▶ Your instructions: Rewrite every one of the lines below, requests included, and increase each bounding box coordinate by 3. Leave the pictures out.

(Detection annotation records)
[start]
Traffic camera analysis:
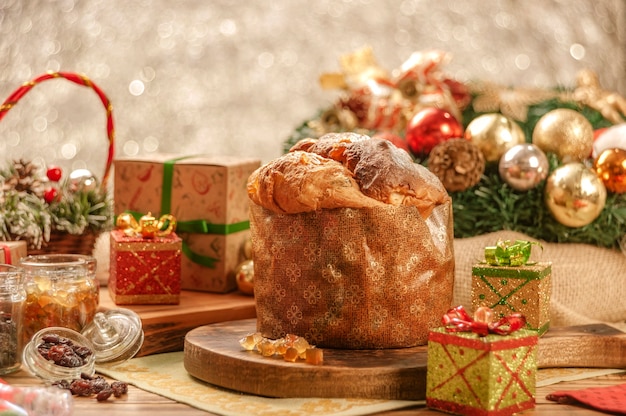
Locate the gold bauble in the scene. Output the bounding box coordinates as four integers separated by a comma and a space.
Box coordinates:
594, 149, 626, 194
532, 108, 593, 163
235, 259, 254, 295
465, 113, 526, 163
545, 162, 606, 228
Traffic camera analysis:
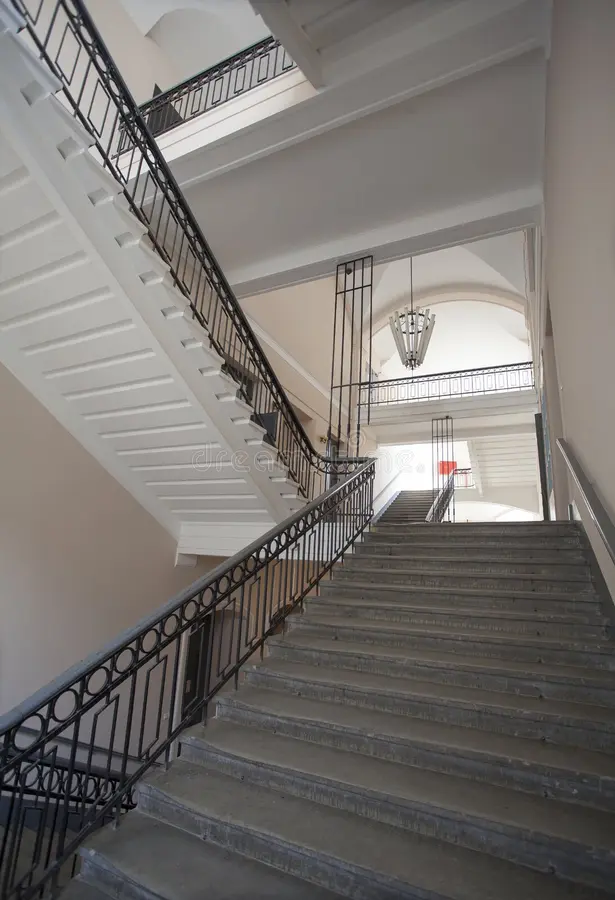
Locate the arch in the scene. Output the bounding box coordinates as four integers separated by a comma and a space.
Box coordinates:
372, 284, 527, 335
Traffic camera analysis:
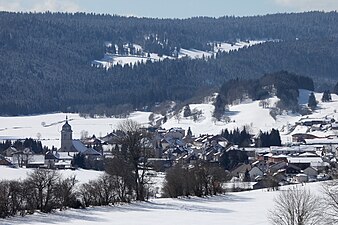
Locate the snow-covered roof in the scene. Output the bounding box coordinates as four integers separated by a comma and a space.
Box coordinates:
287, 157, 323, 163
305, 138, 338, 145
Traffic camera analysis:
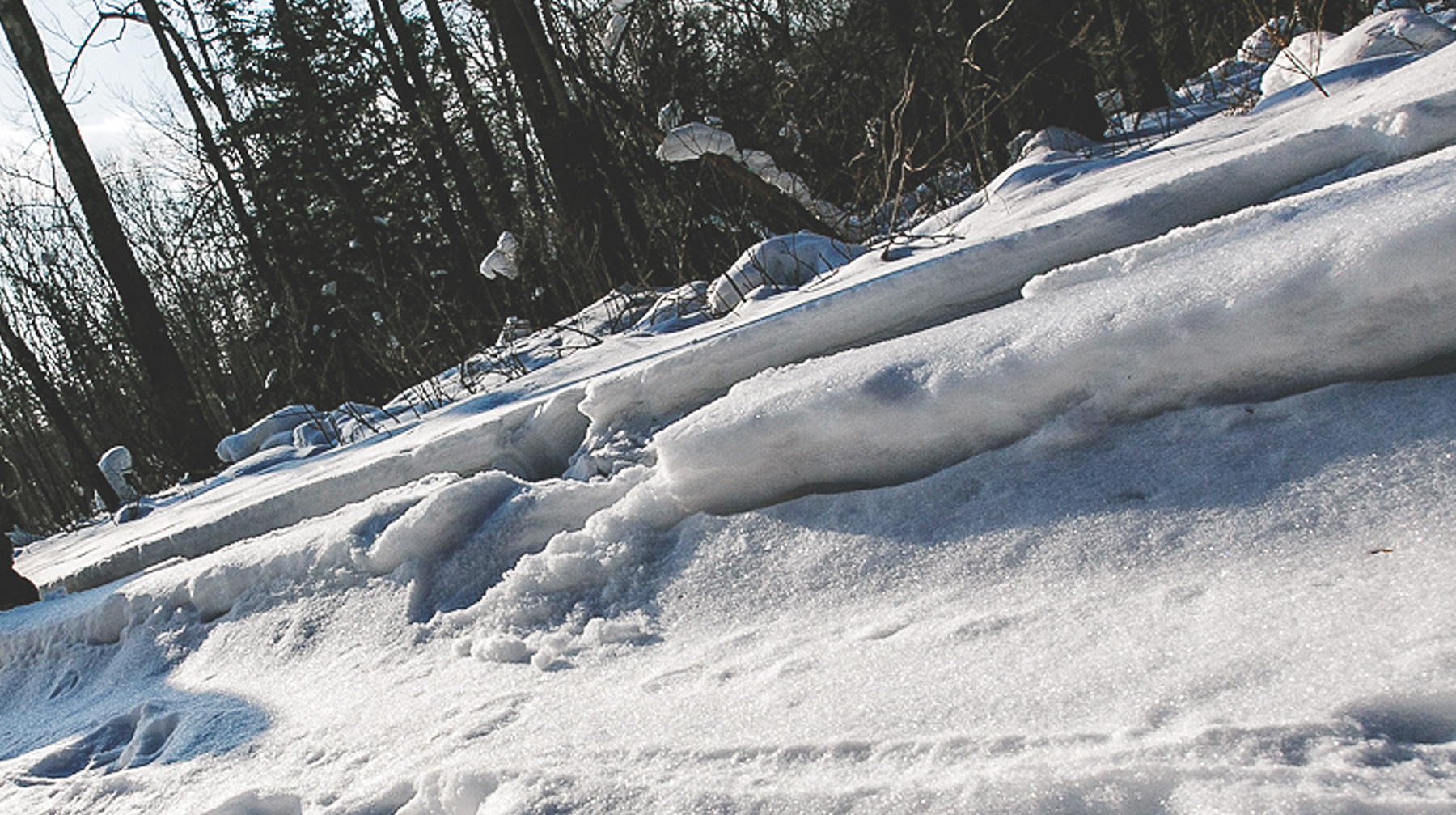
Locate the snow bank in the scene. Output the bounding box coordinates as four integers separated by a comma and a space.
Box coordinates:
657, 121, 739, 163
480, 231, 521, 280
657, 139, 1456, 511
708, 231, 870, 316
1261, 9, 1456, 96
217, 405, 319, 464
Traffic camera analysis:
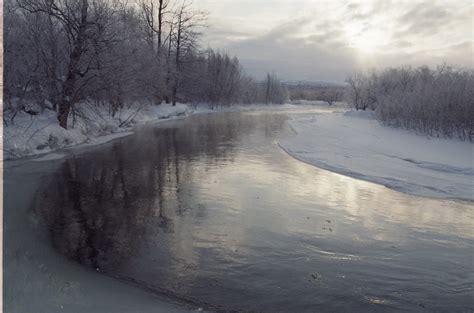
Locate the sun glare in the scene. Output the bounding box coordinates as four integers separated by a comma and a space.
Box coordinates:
[end]
▶ Full response:
Traffic camera analysis:
Locate the gold bauble in the scene. Output the bounding box coordinates as four integers separated by a comma and a space.
Box coordinates:
597, 152, 629, 197
535, 111, 596, 166
238, 262, 257, 298
468, 116, 529, 166
548, 165, 609, 231
Traffic camera analysis:
Locate the arch in the scene. Output the bounding box coordinates as four integers separated by a comma and a space.
Box coordinates:
375, 287, 530, 338
Traffic camera analysis:
Locate the snow-covered roof in the scene. Output the bounding box coordinates as four integers separated by a comma and a space.
Box coordinates:
290, 160, 326, 166
308, 141, 341, 148
Traffic camera analysis:
Locate the snow bank in the scene. Output the bounding box coordinates as four integers separated by a comma and a space.
Box coordinates:
660, 124, 742, 166
483, 234, 524, 283
660, 142, 1459, 514
711, 234, 873, 319
1264, 12, 1459, 99
220, 408, 322, 467
Traffic camera analysis:
Locate the sun glare in the scene. Output the bounding box coordinates as four integers separated by a comma and a space.
Box coordinates:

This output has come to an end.